*TASK DESCRIPTION*. Count the lines in the records below that contain the string "wooden". Case counts. Give only the number.

*ENTRIES SHOWN*.

--- start ---

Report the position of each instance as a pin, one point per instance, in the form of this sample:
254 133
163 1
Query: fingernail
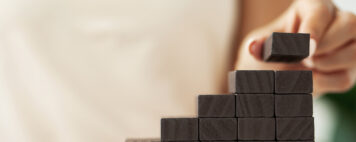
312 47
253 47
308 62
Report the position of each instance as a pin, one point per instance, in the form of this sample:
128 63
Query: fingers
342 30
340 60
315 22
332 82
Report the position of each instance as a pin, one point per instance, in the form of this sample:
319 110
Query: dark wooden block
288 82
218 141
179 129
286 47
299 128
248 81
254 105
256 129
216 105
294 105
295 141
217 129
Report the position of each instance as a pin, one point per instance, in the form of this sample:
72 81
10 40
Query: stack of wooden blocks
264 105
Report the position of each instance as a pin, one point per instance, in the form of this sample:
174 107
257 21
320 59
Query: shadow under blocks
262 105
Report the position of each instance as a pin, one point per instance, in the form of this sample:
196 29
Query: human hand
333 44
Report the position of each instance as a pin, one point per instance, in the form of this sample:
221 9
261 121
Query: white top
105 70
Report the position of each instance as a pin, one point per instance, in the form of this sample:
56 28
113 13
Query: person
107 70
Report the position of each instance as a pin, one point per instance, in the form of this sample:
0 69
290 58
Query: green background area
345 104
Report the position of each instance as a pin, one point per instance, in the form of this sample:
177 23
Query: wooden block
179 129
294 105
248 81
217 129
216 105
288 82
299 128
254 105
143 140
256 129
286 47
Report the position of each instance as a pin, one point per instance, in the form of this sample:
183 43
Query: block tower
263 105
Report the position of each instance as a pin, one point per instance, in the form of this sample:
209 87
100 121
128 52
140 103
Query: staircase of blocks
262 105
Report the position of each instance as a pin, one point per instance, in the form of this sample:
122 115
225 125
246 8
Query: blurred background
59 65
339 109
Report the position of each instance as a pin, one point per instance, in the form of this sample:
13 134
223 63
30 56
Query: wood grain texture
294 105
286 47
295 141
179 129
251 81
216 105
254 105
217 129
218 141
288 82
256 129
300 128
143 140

--- end ---

*EXERCISE OUTPUT*. 3